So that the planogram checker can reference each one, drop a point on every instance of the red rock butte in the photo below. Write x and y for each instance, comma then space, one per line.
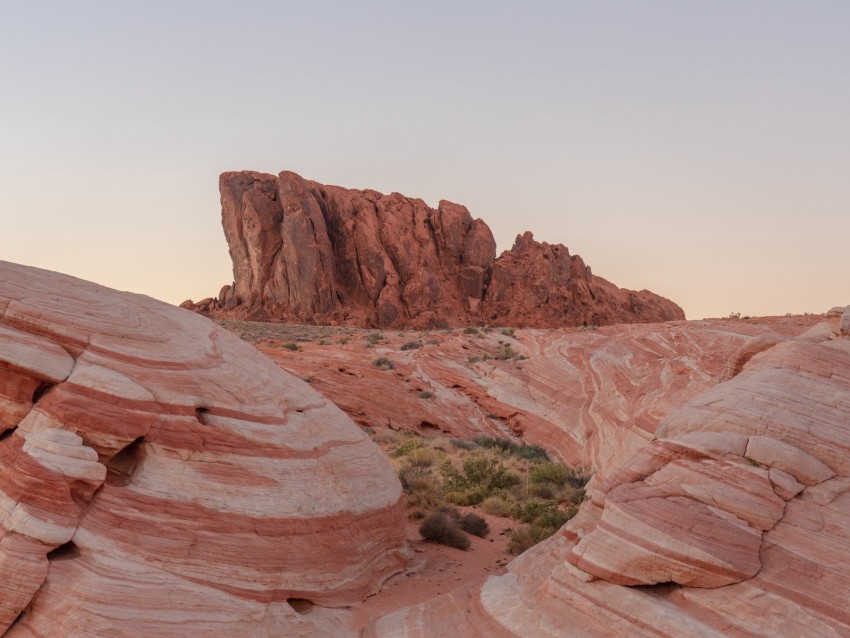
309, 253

---

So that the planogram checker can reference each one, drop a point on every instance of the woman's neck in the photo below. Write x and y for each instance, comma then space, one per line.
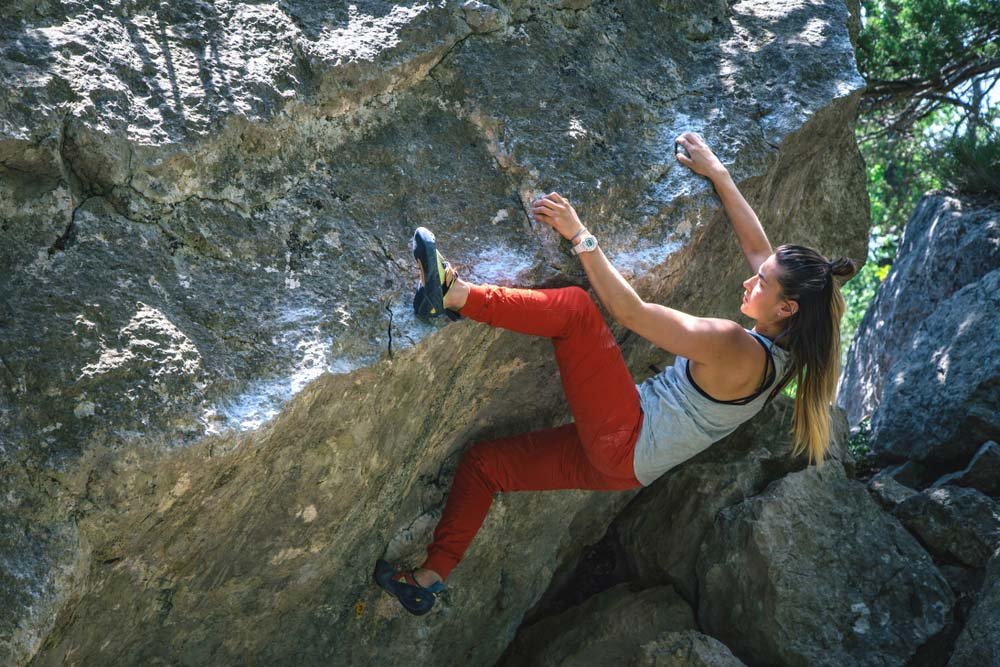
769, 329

* * *

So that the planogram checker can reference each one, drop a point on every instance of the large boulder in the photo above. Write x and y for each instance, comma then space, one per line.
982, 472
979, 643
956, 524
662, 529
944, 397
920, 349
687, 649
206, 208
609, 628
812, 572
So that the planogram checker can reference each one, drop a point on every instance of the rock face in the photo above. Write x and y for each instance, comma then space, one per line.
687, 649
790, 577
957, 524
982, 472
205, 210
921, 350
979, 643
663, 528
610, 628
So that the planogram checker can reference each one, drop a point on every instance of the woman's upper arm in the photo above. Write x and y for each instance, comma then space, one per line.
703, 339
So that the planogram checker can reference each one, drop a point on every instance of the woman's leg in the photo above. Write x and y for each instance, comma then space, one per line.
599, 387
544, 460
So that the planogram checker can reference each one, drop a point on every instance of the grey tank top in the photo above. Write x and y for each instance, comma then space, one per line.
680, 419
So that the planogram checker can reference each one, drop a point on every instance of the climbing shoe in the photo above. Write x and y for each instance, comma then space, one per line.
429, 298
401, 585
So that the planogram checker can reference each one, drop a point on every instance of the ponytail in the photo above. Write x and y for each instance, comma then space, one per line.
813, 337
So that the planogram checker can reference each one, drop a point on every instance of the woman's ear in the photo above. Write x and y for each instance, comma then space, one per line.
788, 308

Task requirements: Gather every line of the data above that contains the string "rock" and list each such line in full. Treat the match as case-sensitive.

Solution for this exercise:
So that the planogram checker can reference each one, drop a point on every instance of the red rock butte in the photo below. Write x and y for each instance, comma then space, one per line.
So that the planogram checker can reference each one, drop a point on every instance of the rock face in the photo above. Write x and y for each instance, comma then space, one per line.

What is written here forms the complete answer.